Labeled-object pointing entries:
____________

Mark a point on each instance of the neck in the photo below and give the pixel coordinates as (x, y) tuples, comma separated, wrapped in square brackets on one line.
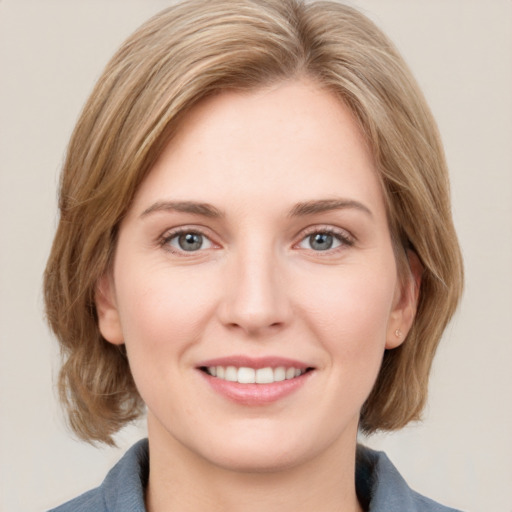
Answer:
[(181, 480)]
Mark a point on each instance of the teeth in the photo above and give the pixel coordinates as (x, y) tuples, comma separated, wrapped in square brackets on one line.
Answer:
[(245, 375)]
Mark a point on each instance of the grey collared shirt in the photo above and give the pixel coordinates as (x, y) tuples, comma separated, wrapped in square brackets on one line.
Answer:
[(380, 487)]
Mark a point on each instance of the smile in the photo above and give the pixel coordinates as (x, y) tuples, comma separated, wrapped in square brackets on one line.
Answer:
[(247, 375)]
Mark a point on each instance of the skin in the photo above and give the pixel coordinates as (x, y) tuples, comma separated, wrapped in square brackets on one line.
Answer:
[(257, 286)]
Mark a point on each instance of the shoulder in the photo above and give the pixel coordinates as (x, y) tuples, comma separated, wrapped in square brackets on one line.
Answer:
[(123, 488), (87, 502), (381, 486)]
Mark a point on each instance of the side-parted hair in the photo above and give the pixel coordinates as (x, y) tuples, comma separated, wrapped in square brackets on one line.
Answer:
[(183, 55)]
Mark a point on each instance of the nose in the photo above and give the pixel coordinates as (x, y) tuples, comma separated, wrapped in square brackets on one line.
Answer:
[(255, 298)]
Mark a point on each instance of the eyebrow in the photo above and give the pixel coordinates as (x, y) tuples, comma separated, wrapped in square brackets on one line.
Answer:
[(299, 210), (204, 209), (326, 205)]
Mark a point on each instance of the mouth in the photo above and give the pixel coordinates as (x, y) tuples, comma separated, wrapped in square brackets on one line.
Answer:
[(250, 375)]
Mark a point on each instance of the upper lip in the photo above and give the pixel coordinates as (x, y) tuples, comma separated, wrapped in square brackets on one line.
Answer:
[(240, 361)]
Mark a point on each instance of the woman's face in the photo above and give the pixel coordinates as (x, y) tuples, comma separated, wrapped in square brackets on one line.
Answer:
[(257, 250)]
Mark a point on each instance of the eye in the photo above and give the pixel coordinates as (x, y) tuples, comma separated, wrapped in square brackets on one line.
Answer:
[(188, 241), (324, 240)]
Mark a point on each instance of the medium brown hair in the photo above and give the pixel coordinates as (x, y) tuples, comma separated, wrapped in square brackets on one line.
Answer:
[(182, 55)]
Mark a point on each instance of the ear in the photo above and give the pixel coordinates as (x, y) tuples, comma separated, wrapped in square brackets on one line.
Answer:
[(106, 307), (405, 303)]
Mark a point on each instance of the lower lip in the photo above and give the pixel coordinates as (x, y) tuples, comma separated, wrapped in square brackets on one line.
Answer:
[(256, 394)]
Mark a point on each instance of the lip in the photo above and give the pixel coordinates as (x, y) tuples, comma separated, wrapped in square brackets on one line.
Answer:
[(255, 362), (255, 394)]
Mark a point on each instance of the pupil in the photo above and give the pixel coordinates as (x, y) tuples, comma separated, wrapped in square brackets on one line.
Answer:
[(190, 241), (321, 241)]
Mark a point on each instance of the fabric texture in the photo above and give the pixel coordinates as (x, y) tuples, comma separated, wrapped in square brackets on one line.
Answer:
[(380, 487)]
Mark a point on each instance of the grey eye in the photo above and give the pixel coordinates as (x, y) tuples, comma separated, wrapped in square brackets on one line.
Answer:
[(190, 242), (321, 241)]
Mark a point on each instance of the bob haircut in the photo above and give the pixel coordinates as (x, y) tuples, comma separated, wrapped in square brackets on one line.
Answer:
[(179, 57)]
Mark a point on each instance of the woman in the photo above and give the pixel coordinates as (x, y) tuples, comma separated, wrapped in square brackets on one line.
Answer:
[(256, 245)]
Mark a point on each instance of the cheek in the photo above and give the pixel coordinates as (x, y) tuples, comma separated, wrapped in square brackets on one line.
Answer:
[(159, 309), (351, 310)]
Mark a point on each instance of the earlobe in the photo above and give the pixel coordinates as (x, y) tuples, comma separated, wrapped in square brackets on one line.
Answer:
[(404, 311), (106, 308)]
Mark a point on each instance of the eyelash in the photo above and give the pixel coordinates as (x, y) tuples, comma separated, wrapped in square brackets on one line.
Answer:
[(344, 238), (168, 236)]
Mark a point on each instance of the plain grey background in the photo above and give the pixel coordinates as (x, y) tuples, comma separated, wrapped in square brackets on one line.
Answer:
[(52, 51)]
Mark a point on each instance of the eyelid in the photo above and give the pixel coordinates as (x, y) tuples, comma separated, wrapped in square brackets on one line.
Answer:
[(169, 234), (344, 236)]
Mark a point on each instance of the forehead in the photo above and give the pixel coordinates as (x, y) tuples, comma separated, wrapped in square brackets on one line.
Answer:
[(293, 141)]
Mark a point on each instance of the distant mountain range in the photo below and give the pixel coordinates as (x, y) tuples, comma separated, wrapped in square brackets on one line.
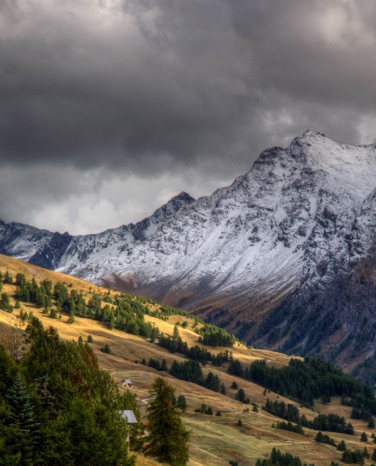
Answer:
[(285, 257)]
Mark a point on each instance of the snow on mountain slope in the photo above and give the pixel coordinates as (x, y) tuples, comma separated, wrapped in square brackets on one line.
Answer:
[(262, 256)]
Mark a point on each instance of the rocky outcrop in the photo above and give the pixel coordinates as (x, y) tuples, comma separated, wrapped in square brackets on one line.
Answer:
[(285, 256)]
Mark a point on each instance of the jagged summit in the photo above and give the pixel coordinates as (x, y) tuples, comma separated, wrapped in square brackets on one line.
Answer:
[(272, 257)]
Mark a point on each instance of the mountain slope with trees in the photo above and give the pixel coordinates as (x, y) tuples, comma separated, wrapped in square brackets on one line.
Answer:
[(226, 421), (284, 258)]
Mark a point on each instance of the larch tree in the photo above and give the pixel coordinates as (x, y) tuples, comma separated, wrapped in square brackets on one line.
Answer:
[(167, 439)]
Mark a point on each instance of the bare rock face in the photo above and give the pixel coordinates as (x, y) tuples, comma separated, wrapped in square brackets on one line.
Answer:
[(285, 256)]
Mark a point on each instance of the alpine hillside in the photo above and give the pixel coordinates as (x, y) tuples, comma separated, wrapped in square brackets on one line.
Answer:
[(285, 257)]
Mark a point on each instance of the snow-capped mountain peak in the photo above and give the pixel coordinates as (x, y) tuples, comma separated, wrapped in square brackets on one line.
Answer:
[(272, 245)]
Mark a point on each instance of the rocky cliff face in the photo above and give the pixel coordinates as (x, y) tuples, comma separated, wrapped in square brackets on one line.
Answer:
[(285, 256)]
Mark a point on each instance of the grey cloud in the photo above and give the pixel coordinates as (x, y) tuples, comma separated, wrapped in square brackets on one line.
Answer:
[(158, 88)]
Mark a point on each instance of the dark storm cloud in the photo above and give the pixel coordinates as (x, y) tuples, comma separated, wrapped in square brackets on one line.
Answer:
[(186, 88)]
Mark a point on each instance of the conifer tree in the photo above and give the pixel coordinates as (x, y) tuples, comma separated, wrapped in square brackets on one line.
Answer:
[(168, 439), (22, 419)]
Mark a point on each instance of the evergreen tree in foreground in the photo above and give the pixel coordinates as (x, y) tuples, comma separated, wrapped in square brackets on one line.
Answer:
[(168, 439)]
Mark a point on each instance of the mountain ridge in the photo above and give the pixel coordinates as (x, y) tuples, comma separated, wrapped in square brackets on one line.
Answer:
[(272, 257)]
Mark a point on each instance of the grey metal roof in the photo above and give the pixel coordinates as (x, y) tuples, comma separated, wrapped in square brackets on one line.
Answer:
[(129, 416)]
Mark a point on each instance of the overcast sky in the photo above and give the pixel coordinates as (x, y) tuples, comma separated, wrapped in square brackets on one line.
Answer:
[(108, 108)]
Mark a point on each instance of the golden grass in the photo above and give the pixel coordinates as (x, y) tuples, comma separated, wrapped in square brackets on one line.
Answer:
[(214, 439)]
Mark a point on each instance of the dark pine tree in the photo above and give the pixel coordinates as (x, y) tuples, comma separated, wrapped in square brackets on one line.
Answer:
[(168, 439)]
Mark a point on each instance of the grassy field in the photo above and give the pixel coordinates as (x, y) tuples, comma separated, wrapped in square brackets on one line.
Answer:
[(215, 440)]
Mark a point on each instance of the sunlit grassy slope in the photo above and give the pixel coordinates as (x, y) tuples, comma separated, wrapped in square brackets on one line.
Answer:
[(215, 440)]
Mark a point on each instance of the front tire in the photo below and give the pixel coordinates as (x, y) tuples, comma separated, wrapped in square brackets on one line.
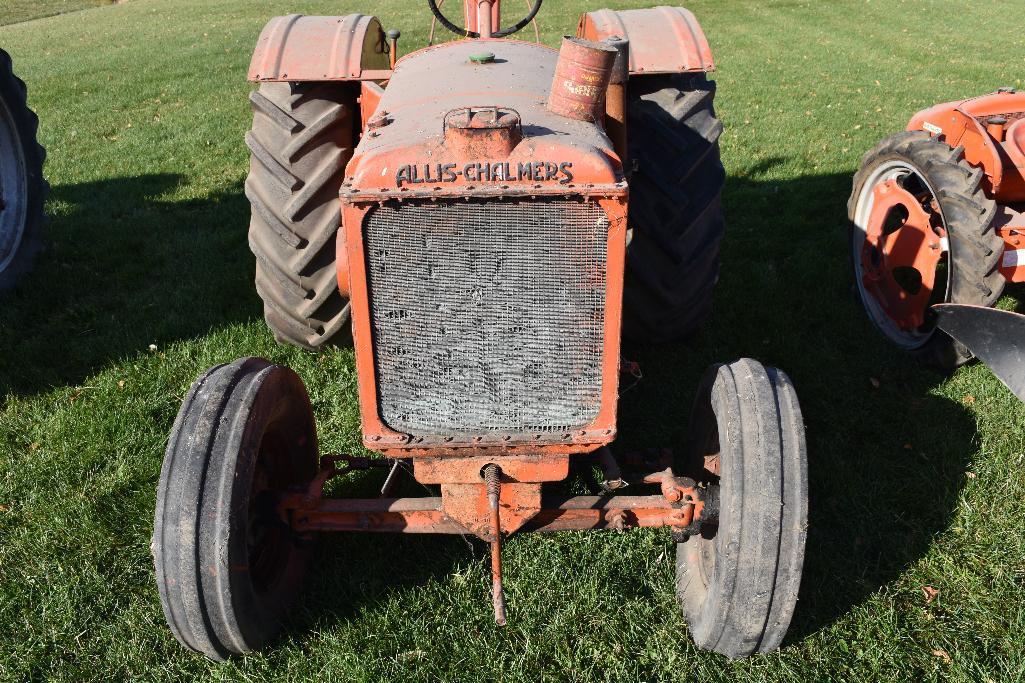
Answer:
[(737, 580), (22, 186), (228, 567)]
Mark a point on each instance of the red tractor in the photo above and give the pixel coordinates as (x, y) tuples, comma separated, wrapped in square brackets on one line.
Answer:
[(487, 216), (938, 215)]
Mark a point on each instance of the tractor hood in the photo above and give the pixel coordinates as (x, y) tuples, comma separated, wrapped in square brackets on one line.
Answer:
[(456, 120)]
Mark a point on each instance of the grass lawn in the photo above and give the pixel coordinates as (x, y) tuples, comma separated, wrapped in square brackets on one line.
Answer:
[(916, 480), (13, 11)]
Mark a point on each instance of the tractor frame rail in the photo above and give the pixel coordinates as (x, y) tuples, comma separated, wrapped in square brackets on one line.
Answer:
[(682, 505)]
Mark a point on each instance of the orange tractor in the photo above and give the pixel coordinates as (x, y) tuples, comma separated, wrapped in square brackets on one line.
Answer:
[(487, 216), (938, 215)]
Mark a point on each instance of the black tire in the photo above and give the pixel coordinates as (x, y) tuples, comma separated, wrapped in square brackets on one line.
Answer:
[(302, 136), (228, 567), (975, 249), (675, 209), (23, 188), (738, 580)]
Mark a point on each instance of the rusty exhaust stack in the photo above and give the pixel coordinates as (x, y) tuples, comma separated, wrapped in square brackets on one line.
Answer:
[(615, 101), (582, 75)]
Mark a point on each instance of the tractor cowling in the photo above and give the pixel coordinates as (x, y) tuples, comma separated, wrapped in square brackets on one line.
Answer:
[(467, 193)]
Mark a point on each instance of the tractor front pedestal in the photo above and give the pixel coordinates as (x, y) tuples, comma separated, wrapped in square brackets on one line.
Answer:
[(492, 497)]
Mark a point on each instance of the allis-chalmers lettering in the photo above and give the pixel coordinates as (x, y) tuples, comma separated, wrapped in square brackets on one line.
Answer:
[(485, 171)]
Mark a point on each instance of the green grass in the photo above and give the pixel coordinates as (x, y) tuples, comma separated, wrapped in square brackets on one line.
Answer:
[(14, 11), (918, 481)]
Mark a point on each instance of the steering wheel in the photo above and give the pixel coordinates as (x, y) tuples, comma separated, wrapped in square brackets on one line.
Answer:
[(474, 34)]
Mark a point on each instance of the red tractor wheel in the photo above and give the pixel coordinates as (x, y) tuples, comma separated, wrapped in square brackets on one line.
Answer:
[(228, 566), (737, 580), (921, 234)]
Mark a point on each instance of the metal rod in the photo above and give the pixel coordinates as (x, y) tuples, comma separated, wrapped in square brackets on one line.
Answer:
[(492, 480), (425, 515), (390, 482)]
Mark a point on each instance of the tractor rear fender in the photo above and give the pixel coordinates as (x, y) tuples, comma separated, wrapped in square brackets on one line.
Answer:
[(663, 40), (964, 124), (321, 48)]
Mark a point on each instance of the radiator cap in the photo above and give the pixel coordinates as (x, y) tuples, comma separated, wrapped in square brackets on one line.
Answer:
[(482, 131)]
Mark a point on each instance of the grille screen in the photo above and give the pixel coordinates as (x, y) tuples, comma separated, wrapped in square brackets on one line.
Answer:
[(487, 316)]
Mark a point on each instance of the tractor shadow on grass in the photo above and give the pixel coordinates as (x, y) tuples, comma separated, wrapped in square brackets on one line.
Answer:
[(887, 456), (123, 268)]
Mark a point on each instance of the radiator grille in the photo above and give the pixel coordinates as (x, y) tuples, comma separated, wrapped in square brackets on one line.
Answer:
[(488, 316)]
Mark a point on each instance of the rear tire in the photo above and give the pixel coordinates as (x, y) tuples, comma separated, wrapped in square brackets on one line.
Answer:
[(675, 210), (228, 567), (301, 138), (23, 189), (737, 581), (975, 249)]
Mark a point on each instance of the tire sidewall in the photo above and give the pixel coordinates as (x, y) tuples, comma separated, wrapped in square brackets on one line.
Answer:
[(702, 596), (271, 406)]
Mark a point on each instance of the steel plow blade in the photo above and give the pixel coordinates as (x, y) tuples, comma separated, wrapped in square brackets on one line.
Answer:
[(996, 337)]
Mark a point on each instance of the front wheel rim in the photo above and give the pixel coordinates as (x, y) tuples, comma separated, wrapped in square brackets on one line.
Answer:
[(901, 252)]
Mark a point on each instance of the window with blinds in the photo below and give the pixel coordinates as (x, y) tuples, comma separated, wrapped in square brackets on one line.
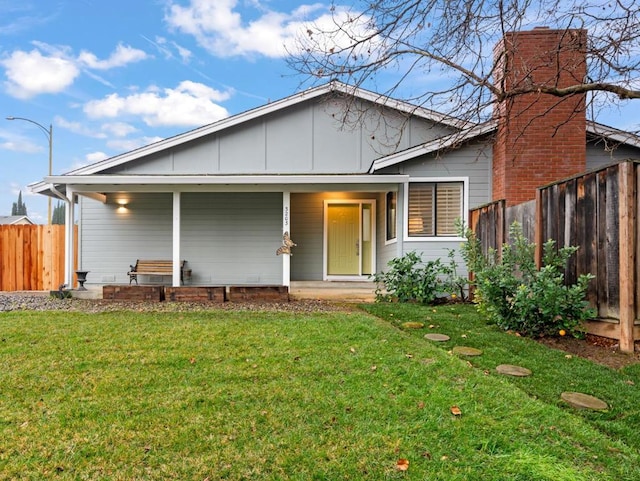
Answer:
[(434, 208)]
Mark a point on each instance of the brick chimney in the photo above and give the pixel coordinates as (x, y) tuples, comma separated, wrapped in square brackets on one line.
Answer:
[(541, 138)]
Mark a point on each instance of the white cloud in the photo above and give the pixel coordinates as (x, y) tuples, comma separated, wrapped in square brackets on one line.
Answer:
[(78, 128), (189, 104), (127, 145), (122, 56), (49, 69), (221, 30), (96, 157), (30, 74), (119, 129)]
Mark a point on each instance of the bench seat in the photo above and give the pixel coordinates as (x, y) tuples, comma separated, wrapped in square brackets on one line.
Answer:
[(156, 268)]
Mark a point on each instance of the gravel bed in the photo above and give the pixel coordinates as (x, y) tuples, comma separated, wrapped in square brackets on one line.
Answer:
[(13, 301)]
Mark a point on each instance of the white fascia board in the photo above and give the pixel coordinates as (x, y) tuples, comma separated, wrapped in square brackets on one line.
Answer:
[(433, 146), (146, 183), (622, 136), (222, 179)]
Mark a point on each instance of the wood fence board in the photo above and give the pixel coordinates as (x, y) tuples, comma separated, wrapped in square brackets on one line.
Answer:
[(611, 248), (32, 257), (627, 220), (596, 211)]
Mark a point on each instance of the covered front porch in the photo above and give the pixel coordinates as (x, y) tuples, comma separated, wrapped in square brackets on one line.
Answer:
[(229, 228)]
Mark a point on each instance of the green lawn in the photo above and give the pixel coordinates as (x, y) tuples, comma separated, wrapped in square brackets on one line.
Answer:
[(319, 396)]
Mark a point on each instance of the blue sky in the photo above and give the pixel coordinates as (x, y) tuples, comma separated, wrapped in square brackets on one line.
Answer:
[(112, 76)]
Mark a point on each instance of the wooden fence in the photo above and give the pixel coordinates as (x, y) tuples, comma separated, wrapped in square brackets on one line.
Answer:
[(596, 211), (32, 257)]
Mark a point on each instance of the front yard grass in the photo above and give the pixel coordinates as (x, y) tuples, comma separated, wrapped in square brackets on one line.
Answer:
[(318, 396)]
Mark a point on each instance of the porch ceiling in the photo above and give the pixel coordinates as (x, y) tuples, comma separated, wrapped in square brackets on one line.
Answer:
[(207, 183)]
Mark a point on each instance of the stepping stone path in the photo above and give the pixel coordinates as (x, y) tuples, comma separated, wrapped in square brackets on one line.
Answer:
[(413, 325), (583, 401), (575, 399), (467, 351), (511, 370), (437, 337)]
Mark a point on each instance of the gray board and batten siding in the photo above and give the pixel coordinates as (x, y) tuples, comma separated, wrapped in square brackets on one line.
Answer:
[(306, 138), (471, 161), (231, 237)]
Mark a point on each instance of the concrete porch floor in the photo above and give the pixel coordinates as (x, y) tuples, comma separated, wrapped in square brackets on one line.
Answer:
[(333, 290), (325, 290)]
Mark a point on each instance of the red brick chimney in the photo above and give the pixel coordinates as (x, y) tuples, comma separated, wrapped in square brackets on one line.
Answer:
[(541, 138)]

____________

Task to carry out »
Rewrite the stretch from the line containing "Mark a point on each instance of the green lawn" through the line containing "[(319, 396)]", putting "mowed grass" in place of "green lawn" and leaving everything else unchanged.

Correct output »
Mark a point on each instance of the mowed grass in the photo above and give the pixel coordinates as (x, y) tuples, comma separated, wrapped in square brackets on one line.
Answer:
[(319, 396)]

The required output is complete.